- **WHAT THE EXERCISE ASKS**
Given the records below, set each one down again exactly as it reads.

+===+

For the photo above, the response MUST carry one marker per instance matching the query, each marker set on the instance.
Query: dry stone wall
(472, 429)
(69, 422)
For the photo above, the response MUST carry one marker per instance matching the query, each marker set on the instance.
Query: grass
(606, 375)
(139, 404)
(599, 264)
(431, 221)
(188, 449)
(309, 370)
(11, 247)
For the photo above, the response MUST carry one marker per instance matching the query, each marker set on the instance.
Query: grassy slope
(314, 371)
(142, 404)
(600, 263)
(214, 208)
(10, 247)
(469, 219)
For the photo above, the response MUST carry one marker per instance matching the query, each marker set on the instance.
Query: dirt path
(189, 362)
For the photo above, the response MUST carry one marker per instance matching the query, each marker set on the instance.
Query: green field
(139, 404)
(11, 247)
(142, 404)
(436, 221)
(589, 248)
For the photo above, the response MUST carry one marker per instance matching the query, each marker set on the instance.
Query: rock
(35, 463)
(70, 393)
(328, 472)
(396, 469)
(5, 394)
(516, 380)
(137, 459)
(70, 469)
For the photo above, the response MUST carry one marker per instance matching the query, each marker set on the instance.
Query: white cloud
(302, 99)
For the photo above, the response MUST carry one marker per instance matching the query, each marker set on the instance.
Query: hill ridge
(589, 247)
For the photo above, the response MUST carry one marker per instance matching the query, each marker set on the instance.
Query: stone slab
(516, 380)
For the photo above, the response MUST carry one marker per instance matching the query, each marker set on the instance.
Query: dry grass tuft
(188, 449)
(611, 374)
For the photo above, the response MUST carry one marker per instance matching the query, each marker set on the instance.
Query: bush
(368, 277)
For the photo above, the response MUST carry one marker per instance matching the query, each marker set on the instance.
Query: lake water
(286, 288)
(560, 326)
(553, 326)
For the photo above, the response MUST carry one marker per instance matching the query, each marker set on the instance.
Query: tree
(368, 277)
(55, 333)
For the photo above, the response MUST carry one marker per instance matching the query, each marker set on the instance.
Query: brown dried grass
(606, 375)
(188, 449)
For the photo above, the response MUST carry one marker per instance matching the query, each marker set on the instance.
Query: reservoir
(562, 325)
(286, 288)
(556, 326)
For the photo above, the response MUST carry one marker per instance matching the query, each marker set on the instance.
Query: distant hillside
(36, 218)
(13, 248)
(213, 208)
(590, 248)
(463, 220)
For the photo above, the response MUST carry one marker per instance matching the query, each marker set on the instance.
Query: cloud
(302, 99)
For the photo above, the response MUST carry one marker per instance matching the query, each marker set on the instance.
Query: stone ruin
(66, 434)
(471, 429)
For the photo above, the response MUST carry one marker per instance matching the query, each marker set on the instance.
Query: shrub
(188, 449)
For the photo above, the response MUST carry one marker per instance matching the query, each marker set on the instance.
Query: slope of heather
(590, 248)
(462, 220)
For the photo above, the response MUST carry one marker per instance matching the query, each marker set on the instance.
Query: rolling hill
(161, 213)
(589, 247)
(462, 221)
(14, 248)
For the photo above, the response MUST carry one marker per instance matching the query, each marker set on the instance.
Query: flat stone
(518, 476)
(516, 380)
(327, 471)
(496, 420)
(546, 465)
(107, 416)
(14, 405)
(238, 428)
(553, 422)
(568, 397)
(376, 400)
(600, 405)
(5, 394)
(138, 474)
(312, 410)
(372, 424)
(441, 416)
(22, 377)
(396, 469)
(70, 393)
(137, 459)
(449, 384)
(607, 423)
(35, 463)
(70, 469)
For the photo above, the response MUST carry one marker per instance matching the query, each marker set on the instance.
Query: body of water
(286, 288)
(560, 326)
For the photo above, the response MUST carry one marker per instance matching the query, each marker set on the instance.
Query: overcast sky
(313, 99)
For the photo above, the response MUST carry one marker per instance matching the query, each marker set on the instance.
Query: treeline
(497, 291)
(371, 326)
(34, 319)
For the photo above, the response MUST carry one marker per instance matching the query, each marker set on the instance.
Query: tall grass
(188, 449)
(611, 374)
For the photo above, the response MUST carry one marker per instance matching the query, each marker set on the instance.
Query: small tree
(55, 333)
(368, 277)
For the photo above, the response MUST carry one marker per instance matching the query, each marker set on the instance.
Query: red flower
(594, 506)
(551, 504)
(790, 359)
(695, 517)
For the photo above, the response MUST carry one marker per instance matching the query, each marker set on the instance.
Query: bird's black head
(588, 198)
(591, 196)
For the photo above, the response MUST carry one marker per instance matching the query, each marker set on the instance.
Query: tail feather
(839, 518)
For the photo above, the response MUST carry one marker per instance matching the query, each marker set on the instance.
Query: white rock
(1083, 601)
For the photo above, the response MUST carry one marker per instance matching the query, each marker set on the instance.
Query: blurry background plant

+===+

- **REPLY TO THE TASK**
For the photo above, the response MUST carry one marker per instance matching the query, each marker set on the instance.
Query: dry stone wall
(472, 429)
(69, 422)
For the photo above, the response MUST carry one marker per instance matching the query, each marker set on the instance.
Query: grass
(606, 375)
(139, 404)
(599, 264)
(431, 221)
(188, 449)
(309, 370)
(11, 247)
For the photo above, the response MUST carry one marker per instance matching the query, each marker set on the instance.
Query: grassy slope
(314, 371)
(142, 404)
(600, 263)
(214, 208)
(10, 247)
(469, 219)
For the photo above, the response MUST carry one marker per instance matching the query, each marker set on the instance.
Query: dirt path
(189, 362)
For the photo above, the response MUST carry one marker per instance matching the query, each marker set on the instance.
Query: green field
(139, 404)
(11, 247)
(142, 404)
(436, 221)
(589, 248)
For the photo above, the response MUST carry one marker per instance matching the query, each marker set on the instance.
Query: rock
(35, 463)
(70, 393)
(328, 472)
(396, 469)
(5, 394)
(516, 380)
(137, 459)
(70, 469)
For the photo above, the response MUST carry one marker per instance matching the query, each marker set on the instance.
Query: white cloud
(302, 99)
For the photo above, the response MUST carry one marker per instance matching the query, each marker set on the instance.
Query: hill ridge
(589, 247)
For the photo above, the response MUST carry one marker per instance matching the query, each marker set on the instance.
Query: stone slab
(516, 380)
For the photo above, the response MUST carry one marker per instance matching the query, each marker set on the instance.
Query: dry grass tuft
(188, 449)
(611, 374)
For the photo above, the response MUST carry one marker per instance matching the query, each marker set on the instance.
Query: bush
(368, 277)
For the photo above, the response MUST carry one marker per instance matching the query, each marker set on the instance.
Query: lake water
(286, 288)
(560, 326)
(553, 326)
For the photo above, the response MUST carry one marker per instance matching the query, each marker set on the instance.
Query: tree
(368, 277)
(55, 333)
For the photo above, the response MUST carry one marker per instance matching the query, each marker set on the instance.
Query: brown dried grass
(606, 375)
(188, 449)
For the photo above, the response MUST carry one marker per instance matching the query, each marker set on the instance.
Query: reservoir
(562, 325)
(286, 288)
(556, 326)
For the photo above, the response MUST carry one marker per instance matching the query, each marker set on the instance.
Query: distant hillside
(36, 218)
(13, 248)
(213, 208)
(590, 248)
(463, 220)
For the photo above, the response MUST carry one marker per instance matching the query, each marker set on the instance.
Query: cloud
(302, 99)
For the photo above, the response MUST carry one marker per instance matching the query, each marker set on the instance.
Query: stone ruin
(66, 434)
(471, 429)
For the photo above, the response MUST carry one marker per instance matching the query, each marker set on the instance.
Query: shrub
(188, 449)
For the photo above, the response MUST carry one marker per instance matching the query, each marker set on the instance.
Query: slope of heather
(590, 248)
(462, 220)
For the photo above, the response MUST carry one marker per instance matching the query, each marker set on the instance.
Query: rolling hill
(161, 213)
(589, 247)
(462, 221)
(14, 248)
For the photo above, the response MUST carry one marker per instance matching the query, each marker set on the instance.
Query: flat stone
(518, 476)
(516, 380)
(327, 471)
(496, 420)
(546, 465)
(107, 416)
(14, 405)
(238, 428)
(553, 422)
(568, 397)
(376, 400)
(600, 405)
(5, 394)
(138, 474)
(312, 410)
(372, 424)
(441, 416)
(22, 377)
(396, 469)
(70, 393)
(137, 459)
(449, 384)
(607, 423)
(35, 463)
(70, 469)
For the photo above, the response MUST carry one marker per instance matching the query, each marker set on the instance.
Query: body of water
(286, 288)
(560, 326)
For the photo above, the response MUST carry one marker per instance matching the query, each marker set on the instance.
Query: overcast sky
(313, 99)
For the photo above, the response MUST carry one marker per instance matching the query, each marker set on the instance.
Query: treeline
(497, 291)
(371, 326)
(34, 319)
For the photo above, the response MUST carry one marker per instance matching the query, each marker set on the instance.
Query: tall grass
(188, 449)
(611, 374)
For the photo above, the response MUST carry one marker per instance matching the query, each marker set on the instance.
Query: small tree
(55, 333)
(368, 277)
For the photo above, the response MUST carry one marker per instance matching the query, each marker set on the instance.
Query: red flower
(594, 506)
(551, 504)
(790, 359)
(695, 517)
For the photo above, the response MUST carry one marker per instance matching the query, each marker set on the instance.
Query: bird's black head
(588, 198)
(591, 196)
For the photo above, the response MUST carry one marker per instance matching the query, each marker set on the instance.
Query: tail feather
(839, 518)
For the photo above, the response MUST carry one marker per instance matching the query, each marker set on the instance.
Query: white rock
(1083, 601)
For the photo above, the response MUST carry one marker per instance matching the query, each marker set on the instance.
Query: blurry background plant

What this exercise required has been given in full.